GIVEN TEXT –
==========

On his return to England, Flew married in July 1921 Winifred Garrard (1887–1982), a Wesleyan Methodist teacher – their son Antony Garrard Newton Flew (1923–2010) was to become a prominent philosopher and advocate of "the presumption of atheism". He spent the next six years in a circuit ministry in London, where he built up strong ecumenical relations. His friendship with the Austrian Catholic theologian Baron von Hügel led him to a closer study of spirituality, resulting in a book, The Idea of Perfection in Christian Theology (1934), which remained in print for many years. For this he was awarded a doctorate of divinity by the University of Oxford, the first ever for a non-Anglican.

The book was described quite recently by a fellow theologian as "a comprehensive interpretation of Christian ethics as promulgated by Jesus, right on down through those whom Flew subsequently identifies as the most significant Christian thinkers of the last two thousand years." It shows Flew to be one of several Methodist theologians in the mid-20th century to have become critical of the ideas of John Wesley on sinlessness and purity of intention: "Flew critiques Wesley's attitude to sin as offering only an inadequate account of moral evil," so that he can "posit an over-optimistic instantaneous end to the effects of sin... The result of these problems is an 'intramundane asceticism', whereby the one assured of sanctification merely endures secular life, allowing a barrier to exist between one's work and worship."

==========

INSTRUCTION A – Show every line of the records that contains the word "photograph", treating uppercase and lowercase letters as different.
The text and the records have no connection to each other.

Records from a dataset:

==========

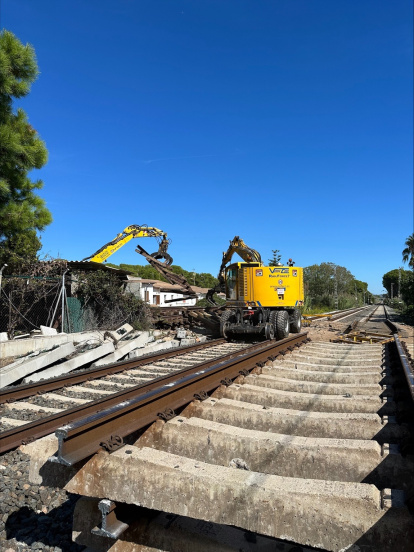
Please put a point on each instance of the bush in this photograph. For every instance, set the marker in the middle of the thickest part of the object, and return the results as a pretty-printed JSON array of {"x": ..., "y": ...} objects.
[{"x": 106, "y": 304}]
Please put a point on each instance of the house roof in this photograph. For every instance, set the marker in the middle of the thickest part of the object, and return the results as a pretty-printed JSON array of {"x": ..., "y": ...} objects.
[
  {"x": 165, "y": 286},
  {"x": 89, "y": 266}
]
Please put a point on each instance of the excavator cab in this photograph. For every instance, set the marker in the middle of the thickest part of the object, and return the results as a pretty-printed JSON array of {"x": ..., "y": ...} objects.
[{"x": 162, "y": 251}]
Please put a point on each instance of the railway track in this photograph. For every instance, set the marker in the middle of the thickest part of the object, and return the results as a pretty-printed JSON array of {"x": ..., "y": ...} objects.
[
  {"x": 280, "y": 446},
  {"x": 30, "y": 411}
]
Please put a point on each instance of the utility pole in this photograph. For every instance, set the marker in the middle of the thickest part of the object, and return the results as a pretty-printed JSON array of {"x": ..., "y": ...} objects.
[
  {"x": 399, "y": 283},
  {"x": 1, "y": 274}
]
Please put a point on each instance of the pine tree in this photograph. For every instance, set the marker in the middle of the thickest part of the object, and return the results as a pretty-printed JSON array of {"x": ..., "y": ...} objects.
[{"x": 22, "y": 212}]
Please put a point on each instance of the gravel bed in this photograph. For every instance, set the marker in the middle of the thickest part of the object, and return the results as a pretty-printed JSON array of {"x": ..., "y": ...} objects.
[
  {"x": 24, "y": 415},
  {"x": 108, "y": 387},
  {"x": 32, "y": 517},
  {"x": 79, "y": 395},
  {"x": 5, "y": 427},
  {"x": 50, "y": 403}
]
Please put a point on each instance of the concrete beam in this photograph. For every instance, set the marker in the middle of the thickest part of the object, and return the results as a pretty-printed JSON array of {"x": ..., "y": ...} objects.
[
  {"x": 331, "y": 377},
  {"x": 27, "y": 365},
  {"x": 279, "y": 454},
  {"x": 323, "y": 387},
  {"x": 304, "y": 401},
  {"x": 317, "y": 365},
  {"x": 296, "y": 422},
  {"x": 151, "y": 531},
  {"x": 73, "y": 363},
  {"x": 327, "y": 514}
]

==========

INSTRUCTION B – Continue the passage about Flew and his book on Christian perfection, starting after its final sentence.

EXPECTED ANSWER A –
Please put a point on each instance of the bush in this photograph. For every instance, set the marker in the middle of the thickest part of the object, and return the results as a pretty-printed JSON array of {"x": ..., "y": ...} objects.
Please put a point on each instance of the house roof in this photograph. For every instance, set the marker in the middle of the thickest part of the object, and return the results as a pretty-printed JSON array of {"x": ..., "y": ...} objects.
Please put a point on each instance of the excavator cab in this photograph. For every instance, set the marker in the middle of the thickest part of the object, and return the results as a pretty-printed JSON array of {"x": ..., "y": ...} objects.
Please put a point on each instance of the railway track in this photograph. For every instance, set the marker in the middle of the thickest part of the object, and return the results as a pretty-printed JSON array of {"x": ..., "y": ...} objects.
Please put a point on each instance of the utility pole in this photograph. For every instance, set the marker in the middle of the thickest part of the object, and return the results as a pretty-printed JSON array of {"x": ..., "y": ...} objects.
Please put a point on each instance of the pine tree in this photograph. For every instance, set the marker in the middle of the thickest part of the object, and return the results as a pretty-printed JSON array of {"x": ..., "y": ...} objects.
Please put a point on each instance of the gravel bed in this photograph. For every instance, set the marker in the middle of the thickest part of the object, and return the results as a pretty-printed JSON array of {"x": ..., "y": ...} objects.
Please put a point on each instance of the concrete beam in this photograph. For every instance, set the marker in the middle of the thickest part of the object, and return the results as a pretty-printed JSON array of {"x": ..., "y": ...} objects.

EXPECTED ANSWER B –
In 1927 Flew was appointed Greenhalgh professor of New Testament language and literature at Wesley House, Cambridge, a theological college founded in 1921, of which he was principal from 1937 to 1955. He became a keen contributor to the Cambridge New Testament Seminar, held under the chairmanship up to 1935 of Francis Crawford Burkitt, leaving an account of it in an obituary for Burkett in the Proceedings of the British Academy. He was to remain in Cambridge for the rest of his life. Flew took a prominent part in the 1932 reunion of the Wesleyan Methodists with the United Methodists and the Primitive Methodists as the Methodist Church of Great Britain.

On the academic side, one recent scholar concluded, "The Idea of Perfection in Christian Theology (1934) was a meticulous piece of scholarship on a theme dear to Methodist hearts, though it was as an ecclesiologist that Flew would exert widest influence on Protestant thought." This refers to his book Jesus and his Church (1938), based on a lecture delivered to the Methodist Conference in that year, which stated concisely the premise: "The Church is old in the sense that it is a continuation of the life of Israel, the People of God. It is new in the sense that it is founded on the revelation made through Jesus Christ of God's final purpose for mankind." Particularly relevant at the time was the incisive contribution it made to the then current debate on episcopacy, by showing "the early [Christian] communities to have been independent and unstructured."

Flew's reputation as a scholar and churchman extended far beyond the faculty of divinity in Cambridge. He was elected moderator of the Free Church Federal Council for 1945–1946 and president of the Methodist Conference in 1946–1947. He gave strong support to the ecumenical Church of South India. In relation to Anglicanism, he co-edited with Rupert E. Davies a report entitled The Catholicity of Protestantism (1950). Having attended several pre-war preparatory conferences, he was appointed vice-chairman of the provisional committee of the World Council of Churches after the war and took a leading part in its inaugural meeting in Amsterdam in 1948. For a further meeting of the World Council of Churches at Lund in 1952, he edited a volume, The Nature of the Church (1950). In retirement he edited the London Quarterly and Holborn Review and worked on a further book, Jesus and His Way, which was published posthumously in 1963. He gave support to the beginnings of Anglican–Methodist dialogue at the Methodist conference in 1955.

Flew died in Cambridge on 10 September 1962.

==Bibliography==
Details have been taken from the British Library Integrated Catalogue.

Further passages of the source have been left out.